_Fragment tekstu_
Różne pozycje, ten sam niepokój
Villarreal kieruje ambicja i wymagania zarządu, natomiast Valencii pozostaje wsparcie Mestalla oraz desperacja, by nie wpaść w strefę spadkową. Carlos Corberán i jego piłkarze przystępują do meczu z zaledwie dwoma punktami przewagi nad zagrożonymi, po zwycięstwie Realu Sociedad nad Sevillą (2:1).
Dla Marcelino Garcíi Torala, trenera, którego projekt sukcesu w Valencii zniszczył Lim w 2019 roku, dzisiejszy cel jest jasny – zakończyć pierwszy kwartał sezonu w strefie Ligi Mistrzów.
Cztery mecze bez zwycięstwa po obu stronach
Obie drużyny nie wygrały od czterech spotkań, choć poziom przeciwników był zupełnie różny. Villarreal mierzył się z Manchesterem City i Juventusem w Lidze Mistrzów, przegrał z Realem Madryt na Bernabéu i zremisował z Betisem.
Bilans ligowy: 7 punktów z ostatnich 12 – znacznie lepszy niż 2 punkty Valencii, która od remisu z Espanyolem (2:2) notuje rozczarowujące wyniki: por. z Oviedo (1:2), Girona (1:2) i remis z Alavésem (0:0).
W Vitorii Valencia utrzymała czyste konto, co może być początkiem poprawy, lecz przed nią trudny maraton: Villarreal, Real Madryt i Betis. Mimo gwizdów po porażce z Oviedo, Mestalla znów ma być kluczem – stadion pełen pasji, który potrafi dodać drużynie energii. Curva Nord zapowiedziała gorące powitanie, by wesprzeć zawodników w walce o odzyskanie tożsamości i charakteru, którego domaga się trener.
Mestalla – trzeci uczestnik derbów
Brak regularności i stabilności to główny problem Valencii, która wygrała tylko dwa mecze w tym sezonie – oba u siebie (z Getafe i Athletikiem).
Marcelino natomiast obawia się emocjonalnej siły kibiców zebranych na Mestalla, tego, że gospodarze mogą wykorzystać atmosferę i mocny początek, w którym Villarreal często traci rytm. Szczególną uwagę trener poświęca Arnautowi Danjumie, którego zna doskonale – a którego błysk geniuszu może odmienić przebieg spotkania.
Mestalla pozostaje miejscem przeklętym dla Villarreal – ostatnie zwycięstwo gości miało miejsce w 2017 roku, gdy Marcelino prowadził jeszcze Valencię. Od tamtej pory: pięć zwycięstw gospodarzy i dwa remisy.
Problemy kadrowe i rotacje
Valencia przystąpi do meczu z tymi samymi czterema nieobecnymi, co przed tygodniem: Diakhaby, Ramazani, Foulquier i Ugrinić.

_Wykaz danych_
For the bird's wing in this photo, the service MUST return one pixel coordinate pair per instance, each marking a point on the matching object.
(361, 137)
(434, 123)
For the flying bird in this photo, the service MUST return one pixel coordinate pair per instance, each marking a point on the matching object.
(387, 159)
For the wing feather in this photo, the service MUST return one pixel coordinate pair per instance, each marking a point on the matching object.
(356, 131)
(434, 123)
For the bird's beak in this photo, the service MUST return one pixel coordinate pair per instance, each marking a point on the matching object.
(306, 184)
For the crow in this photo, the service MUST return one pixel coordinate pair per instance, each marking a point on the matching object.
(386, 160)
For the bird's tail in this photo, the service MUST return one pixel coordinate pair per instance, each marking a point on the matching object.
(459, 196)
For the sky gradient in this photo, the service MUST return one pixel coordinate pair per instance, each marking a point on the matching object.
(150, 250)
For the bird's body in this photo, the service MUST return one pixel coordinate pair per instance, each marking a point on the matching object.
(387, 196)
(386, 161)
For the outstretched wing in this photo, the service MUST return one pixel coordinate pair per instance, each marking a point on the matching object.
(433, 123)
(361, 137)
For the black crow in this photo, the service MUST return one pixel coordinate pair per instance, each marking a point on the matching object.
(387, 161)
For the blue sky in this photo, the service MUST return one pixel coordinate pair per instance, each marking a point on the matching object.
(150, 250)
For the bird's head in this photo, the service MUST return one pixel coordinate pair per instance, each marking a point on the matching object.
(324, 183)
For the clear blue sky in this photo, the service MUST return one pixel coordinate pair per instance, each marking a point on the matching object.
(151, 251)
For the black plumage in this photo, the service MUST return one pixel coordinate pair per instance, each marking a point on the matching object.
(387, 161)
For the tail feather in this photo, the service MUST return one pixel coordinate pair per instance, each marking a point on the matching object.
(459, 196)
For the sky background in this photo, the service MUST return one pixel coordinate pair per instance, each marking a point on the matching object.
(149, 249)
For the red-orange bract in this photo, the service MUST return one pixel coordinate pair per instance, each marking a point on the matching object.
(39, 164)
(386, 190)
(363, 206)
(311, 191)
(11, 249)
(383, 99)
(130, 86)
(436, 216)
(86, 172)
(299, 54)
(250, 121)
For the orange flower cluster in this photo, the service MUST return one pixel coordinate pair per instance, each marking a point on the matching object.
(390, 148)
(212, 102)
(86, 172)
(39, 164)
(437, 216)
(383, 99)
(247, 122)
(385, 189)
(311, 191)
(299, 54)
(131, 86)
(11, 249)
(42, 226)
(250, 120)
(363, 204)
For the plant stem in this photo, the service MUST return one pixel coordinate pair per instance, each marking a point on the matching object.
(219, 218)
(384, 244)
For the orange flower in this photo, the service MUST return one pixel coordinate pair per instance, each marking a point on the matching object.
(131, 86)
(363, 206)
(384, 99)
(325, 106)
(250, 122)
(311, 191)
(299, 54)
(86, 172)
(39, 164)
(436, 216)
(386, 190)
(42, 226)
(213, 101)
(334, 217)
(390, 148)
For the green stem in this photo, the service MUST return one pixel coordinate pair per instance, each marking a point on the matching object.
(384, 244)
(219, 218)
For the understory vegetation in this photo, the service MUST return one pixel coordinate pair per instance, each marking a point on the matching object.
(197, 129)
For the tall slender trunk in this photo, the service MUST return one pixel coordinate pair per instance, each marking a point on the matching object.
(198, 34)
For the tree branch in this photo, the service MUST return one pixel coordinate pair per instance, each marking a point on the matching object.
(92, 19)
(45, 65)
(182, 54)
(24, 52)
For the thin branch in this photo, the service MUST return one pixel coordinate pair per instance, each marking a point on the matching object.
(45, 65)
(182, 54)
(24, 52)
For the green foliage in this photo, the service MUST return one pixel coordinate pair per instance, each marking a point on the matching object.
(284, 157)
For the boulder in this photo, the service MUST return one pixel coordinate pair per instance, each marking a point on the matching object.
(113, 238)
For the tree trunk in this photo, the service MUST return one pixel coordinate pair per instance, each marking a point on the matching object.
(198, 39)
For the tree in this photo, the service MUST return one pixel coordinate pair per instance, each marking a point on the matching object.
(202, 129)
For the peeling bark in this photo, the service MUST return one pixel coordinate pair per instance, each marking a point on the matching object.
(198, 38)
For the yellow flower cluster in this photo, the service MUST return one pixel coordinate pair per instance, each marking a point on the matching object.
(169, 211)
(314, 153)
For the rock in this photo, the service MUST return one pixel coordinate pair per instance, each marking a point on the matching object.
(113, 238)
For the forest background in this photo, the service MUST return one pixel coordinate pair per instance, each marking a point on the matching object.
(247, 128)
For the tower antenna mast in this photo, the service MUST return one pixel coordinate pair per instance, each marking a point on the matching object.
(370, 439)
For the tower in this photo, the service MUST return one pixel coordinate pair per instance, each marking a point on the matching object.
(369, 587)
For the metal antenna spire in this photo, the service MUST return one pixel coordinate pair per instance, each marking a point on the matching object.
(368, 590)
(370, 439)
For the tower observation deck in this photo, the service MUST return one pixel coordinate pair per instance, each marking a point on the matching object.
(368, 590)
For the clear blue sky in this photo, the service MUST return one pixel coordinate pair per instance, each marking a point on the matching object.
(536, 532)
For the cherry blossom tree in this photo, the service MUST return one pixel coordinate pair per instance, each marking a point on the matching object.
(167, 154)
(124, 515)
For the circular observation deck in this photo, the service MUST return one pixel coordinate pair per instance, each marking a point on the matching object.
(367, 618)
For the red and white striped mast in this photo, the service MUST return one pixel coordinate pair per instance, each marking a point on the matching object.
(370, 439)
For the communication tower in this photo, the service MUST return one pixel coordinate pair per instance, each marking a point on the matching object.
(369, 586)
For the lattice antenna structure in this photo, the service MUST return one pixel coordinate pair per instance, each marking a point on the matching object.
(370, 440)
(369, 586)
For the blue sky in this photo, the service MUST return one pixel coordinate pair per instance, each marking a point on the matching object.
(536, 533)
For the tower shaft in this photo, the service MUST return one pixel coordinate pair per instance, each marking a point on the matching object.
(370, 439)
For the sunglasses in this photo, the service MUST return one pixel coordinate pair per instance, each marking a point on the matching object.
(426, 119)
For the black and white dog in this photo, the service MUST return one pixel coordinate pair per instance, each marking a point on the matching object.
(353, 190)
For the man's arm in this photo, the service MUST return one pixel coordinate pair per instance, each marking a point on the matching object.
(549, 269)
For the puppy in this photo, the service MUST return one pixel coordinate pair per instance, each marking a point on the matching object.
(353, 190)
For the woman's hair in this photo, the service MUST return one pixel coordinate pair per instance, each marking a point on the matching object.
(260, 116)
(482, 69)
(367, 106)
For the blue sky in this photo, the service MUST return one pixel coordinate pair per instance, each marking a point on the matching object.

_Zadania do wykonania_
1. Jak brzmi po angielsku to zdanie z tekstu o meczu Valencii z Villarrealem: „Brak regularności i stabilności to główny problem Valencii, która wygrała tylko dwa mecze w tym sezonie – oba u siebie (z Getafe i Athletikiem).”?
2. Przepisz bez żadnych zmian wiersze wpisów od tego, który zawiera „For the sunglasses”, do ostatniego wiersza wpisów, oba krańce włącznie.
Wpisy nie mają żadnego związku z tekstem o meczu Valencii z Villarrealem.

_Odpowiedzi do zadań_
1. The lack of regularity and stability is the main problem for Valencia, which has won only two matches this season – both at home (against Getafe and Athletic).

2.
For the sunglasses in this photo, the service MUST return one pixel coordinate pair per instance, each marking a point on the matching object.
(426, 119)
For the black and white dog in this photo, the service MUST return one pixel coordinate pair per instance, each marking a point on the matching object.
(353, 190)
For the man's arm in this photo, the service MUST return one pixel coordinate pair per instance, each marking a point on the matching object.
(549, 269)
For the puppy in this photo, the service MUST return one pixel coordinate pair per instance, each marking a point on the matching object.
(353, 190)
For the woman's hair in this photo, the service MUST return one pixel coordinate pair per instance, each marking a point on the matching object.
(260, 116)
(482, 69)
(367, 106)
For the blue sky in this photo, the service MUST return one pixel coordinate pair per instance, each marking a point on the matching object.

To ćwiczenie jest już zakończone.